--- WHAT IS BEING ASKED ---
Filter the lines below, keeping each one that holds "patch".

--- DATASET ENTRIES ---
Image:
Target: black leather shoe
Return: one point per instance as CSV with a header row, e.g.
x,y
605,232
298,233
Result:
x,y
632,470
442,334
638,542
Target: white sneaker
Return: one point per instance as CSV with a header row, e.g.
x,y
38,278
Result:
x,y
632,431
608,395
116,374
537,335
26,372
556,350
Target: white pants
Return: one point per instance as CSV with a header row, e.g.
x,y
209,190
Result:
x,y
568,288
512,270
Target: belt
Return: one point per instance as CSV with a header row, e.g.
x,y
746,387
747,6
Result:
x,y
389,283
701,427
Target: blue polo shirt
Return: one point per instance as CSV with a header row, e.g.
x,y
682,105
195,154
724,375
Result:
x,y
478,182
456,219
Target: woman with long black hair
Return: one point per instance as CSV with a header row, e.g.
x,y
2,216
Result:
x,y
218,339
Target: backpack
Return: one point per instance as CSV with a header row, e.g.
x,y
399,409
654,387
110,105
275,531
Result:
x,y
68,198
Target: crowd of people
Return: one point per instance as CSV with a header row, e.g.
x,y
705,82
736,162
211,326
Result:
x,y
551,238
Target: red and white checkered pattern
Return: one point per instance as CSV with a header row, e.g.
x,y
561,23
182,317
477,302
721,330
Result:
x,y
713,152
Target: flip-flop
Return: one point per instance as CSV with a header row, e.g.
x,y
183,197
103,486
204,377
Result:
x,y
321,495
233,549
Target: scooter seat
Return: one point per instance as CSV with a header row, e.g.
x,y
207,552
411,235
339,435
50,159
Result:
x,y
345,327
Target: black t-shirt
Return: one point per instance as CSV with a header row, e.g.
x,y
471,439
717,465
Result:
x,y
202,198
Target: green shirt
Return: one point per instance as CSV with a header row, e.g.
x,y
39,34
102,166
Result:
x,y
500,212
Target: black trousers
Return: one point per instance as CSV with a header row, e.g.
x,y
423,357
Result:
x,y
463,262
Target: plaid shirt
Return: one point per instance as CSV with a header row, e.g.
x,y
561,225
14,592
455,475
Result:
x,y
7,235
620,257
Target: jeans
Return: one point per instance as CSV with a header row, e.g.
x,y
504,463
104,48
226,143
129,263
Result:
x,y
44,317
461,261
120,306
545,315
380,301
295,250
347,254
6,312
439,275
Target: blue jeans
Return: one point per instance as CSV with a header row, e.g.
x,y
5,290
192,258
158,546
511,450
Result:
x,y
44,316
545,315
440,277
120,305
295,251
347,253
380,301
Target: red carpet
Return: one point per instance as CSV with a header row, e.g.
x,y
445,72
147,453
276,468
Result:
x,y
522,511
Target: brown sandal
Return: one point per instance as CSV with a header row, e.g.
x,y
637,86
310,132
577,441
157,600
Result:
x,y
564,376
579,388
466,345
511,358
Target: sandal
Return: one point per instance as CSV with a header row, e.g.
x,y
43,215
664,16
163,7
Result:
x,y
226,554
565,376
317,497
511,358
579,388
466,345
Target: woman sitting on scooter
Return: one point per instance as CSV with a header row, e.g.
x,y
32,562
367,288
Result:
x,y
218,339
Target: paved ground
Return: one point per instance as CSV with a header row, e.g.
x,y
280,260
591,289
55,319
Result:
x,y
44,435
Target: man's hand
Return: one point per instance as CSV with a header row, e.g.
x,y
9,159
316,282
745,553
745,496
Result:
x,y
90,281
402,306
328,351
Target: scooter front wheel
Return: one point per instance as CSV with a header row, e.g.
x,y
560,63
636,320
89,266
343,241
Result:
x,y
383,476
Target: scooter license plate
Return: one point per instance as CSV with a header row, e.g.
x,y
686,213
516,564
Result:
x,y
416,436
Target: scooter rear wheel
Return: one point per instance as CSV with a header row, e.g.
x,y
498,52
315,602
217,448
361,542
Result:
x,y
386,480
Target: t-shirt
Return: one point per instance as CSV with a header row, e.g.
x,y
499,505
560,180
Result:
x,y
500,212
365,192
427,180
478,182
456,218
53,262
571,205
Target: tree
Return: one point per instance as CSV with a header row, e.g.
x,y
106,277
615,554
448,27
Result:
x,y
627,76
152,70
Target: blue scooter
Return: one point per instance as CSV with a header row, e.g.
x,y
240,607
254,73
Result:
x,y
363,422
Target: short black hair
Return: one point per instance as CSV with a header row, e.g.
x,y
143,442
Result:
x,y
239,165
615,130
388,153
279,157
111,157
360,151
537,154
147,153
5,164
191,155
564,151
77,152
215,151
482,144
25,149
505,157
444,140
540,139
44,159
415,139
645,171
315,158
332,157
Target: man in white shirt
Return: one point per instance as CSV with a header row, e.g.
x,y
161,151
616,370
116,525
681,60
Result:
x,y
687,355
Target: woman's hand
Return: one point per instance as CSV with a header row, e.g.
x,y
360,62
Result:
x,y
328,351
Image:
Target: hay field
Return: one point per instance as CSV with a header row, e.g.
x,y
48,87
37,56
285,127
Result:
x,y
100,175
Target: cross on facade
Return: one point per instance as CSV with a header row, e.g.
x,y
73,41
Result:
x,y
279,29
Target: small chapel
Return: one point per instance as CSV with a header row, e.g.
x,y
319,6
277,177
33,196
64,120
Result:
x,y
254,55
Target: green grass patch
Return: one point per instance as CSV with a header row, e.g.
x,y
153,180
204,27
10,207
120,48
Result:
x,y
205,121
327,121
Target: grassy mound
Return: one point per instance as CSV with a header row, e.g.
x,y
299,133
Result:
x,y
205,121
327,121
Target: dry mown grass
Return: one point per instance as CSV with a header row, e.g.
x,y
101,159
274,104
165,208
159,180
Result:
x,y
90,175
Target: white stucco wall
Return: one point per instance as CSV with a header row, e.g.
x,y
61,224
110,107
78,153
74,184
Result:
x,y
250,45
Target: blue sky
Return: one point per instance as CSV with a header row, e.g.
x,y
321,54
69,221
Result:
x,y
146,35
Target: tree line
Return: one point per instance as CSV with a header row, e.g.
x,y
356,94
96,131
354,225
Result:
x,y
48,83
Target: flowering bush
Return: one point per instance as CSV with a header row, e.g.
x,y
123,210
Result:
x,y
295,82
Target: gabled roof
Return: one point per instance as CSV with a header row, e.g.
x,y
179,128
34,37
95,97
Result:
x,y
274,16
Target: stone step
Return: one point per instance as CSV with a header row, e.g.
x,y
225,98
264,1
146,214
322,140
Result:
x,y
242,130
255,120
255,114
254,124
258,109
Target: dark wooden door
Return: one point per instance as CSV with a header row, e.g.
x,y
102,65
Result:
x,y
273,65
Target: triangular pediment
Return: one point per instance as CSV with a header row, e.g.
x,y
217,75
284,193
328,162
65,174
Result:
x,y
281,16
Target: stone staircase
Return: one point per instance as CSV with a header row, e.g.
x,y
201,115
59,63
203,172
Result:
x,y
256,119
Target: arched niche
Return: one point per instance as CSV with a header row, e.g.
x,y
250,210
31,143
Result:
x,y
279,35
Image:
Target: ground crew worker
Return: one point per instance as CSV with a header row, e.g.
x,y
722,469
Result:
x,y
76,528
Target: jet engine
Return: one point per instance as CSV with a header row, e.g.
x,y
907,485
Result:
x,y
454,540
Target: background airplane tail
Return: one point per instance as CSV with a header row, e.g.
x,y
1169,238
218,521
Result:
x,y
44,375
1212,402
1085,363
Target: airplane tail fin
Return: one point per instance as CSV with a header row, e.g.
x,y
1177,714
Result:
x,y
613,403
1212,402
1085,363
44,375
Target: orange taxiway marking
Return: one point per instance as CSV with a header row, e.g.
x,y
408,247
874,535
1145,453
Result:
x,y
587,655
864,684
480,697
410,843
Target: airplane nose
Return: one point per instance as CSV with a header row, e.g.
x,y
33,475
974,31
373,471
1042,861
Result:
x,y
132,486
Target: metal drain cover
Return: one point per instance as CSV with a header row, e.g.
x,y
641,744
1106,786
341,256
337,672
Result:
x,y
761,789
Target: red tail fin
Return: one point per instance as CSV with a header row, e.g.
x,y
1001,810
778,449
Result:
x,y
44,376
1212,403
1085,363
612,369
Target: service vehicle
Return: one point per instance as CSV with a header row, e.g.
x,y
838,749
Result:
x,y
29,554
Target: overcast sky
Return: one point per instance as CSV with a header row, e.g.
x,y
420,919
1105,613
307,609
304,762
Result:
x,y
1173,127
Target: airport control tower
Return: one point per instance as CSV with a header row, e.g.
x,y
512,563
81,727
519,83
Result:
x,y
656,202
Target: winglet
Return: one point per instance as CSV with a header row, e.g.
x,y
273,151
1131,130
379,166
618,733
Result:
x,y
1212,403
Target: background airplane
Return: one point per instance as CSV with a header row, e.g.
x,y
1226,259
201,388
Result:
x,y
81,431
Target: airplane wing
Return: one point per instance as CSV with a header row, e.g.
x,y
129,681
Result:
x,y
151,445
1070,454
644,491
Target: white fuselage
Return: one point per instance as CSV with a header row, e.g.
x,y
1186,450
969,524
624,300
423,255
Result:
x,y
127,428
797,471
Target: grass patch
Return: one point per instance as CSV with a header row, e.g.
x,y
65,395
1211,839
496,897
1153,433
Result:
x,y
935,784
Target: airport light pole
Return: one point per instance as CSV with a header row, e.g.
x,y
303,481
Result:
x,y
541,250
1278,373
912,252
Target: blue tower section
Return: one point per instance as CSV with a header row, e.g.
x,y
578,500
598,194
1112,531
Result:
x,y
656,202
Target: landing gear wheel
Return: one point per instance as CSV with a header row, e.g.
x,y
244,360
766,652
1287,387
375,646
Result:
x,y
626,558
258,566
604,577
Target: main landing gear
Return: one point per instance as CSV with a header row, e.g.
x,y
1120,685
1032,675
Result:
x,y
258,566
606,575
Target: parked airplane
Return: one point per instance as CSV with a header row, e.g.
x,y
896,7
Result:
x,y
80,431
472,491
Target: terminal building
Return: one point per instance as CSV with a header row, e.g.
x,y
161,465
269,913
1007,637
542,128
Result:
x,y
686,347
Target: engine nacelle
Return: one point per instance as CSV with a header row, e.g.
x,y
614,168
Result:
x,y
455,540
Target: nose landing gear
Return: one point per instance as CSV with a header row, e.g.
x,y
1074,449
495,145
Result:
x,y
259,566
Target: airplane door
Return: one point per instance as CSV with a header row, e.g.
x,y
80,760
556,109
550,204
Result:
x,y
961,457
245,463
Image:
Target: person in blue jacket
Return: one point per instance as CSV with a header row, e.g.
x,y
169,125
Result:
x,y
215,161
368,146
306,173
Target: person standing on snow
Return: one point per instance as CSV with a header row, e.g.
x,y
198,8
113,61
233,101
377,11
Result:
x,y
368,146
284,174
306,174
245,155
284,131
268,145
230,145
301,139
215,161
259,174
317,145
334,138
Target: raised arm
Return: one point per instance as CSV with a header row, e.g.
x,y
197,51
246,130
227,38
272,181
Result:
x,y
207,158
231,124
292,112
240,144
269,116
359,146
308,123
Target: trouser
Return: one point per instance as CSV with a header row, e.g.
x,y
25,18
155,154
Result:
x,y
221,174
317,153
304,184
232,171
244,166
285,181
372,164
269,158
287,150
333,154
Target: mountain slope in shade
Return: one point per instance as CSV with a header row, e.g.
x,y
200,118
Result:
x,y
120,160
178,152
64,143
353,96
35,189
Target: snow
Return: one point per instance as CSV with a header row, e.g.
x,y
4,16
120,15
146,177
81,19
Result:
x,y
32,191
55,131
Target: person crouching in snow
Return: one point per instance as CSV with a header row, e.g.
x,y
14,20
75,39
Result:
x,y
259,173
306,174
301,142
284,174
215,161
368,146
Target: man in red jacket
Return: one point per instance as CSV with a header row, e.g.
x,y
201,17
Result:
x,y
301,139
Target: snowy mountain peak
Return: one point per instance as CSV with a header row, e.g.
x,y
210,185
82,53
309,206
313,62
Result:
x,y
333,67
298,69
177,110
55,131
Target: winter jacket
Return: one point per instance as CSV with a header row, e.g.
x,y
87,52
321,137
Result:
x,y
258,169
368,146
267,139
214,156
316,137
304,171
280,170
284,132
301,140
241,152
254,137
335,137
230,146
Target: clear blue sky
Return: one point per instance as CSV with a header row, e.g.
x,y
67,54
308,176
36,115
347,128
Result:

--- SOLUTION TO THE PROBLEM ---
Target: green grass patch
Target: grass patch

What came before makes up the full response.